[Object pointing dataset listing]
--- BEGIN ---

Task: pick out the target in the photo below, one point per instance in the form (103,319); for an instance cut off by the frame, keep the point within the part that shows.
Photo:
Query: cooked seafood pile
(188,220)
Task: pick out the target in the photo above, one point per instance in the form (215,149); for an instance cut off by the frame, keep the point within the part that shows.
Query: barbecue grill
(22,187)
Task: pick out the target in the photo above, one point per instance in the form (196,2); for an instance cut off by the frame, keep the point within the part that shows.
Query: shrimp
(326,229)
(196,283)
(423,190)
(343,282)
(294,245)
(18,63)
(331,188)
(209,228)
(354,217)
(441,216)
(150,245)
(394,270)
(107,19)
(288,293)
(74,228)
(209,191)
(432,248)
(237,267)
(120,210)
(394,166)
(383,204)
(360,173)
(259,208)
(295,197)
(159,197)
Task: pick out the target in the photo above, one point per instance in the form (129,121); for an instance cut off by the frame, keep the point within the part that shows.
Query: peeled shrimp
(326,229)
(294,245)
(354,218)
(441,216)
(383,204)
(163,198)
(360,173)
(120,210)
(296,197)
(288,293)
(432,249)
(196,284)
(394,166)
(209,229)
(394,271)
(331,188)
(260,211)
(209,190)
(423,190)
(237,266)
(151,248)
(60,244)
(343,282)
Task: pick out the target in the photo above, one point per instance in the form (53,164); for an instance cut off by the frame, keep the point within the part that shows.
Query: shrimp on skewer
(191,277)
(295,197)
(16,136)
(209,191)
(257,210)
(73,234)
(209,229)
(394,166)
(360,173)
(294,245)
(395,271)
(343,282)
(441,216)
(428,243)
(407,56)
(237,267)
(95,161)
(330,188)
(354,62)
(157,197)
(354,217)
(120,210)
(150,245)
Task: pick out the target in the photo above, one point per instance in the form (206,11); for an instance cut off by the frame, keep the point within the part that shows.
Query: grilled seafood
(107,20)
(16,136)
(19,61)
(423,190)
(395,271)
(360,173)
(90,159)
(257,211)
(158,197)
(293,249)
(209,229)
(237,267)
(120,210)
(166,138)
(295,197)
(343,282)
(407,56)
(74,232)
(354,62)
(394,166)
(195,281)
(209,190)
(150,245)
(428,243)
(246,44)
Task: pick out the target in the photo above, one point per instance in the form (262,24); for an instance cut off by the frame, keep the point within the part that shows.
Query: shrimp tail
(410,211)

--- END ---

#### THE TASK:
Reproduce everything in the listing from the line containing "the form (206,11);" down to the end of the listing, including the requests. Add -57 to both coordinates of every answer point, and leave the requests and their format samples unchanged.

#### ANSWER TO THIS EXERCISE:
Task: pick out the target in the photo above, one point per instance in the form (206,11); for an instance cut off by the frame, keep the point within the part that shows.
Query: grilled seafood
(50,-37)
(-41,79)
(-38,4)
(366,133)
(338,214)
(303,116)
(33,102)
(200,154)
(101,140)
(236,192)
(152,172)
(180,210)
(63,153)
(109,81)
(238,140)
(286,225)
(350,-1)
(17,175)
(297,5)
(337,109)
(138,224)
(152,133)
(93,188)
(371,186)
(189,-13)
Task: pick out the target in the photo above, one point per instance in the form (262,24); for an instance cut off by the frame, keep the point within the part that shows.
Query: shrimp tail
(353,154)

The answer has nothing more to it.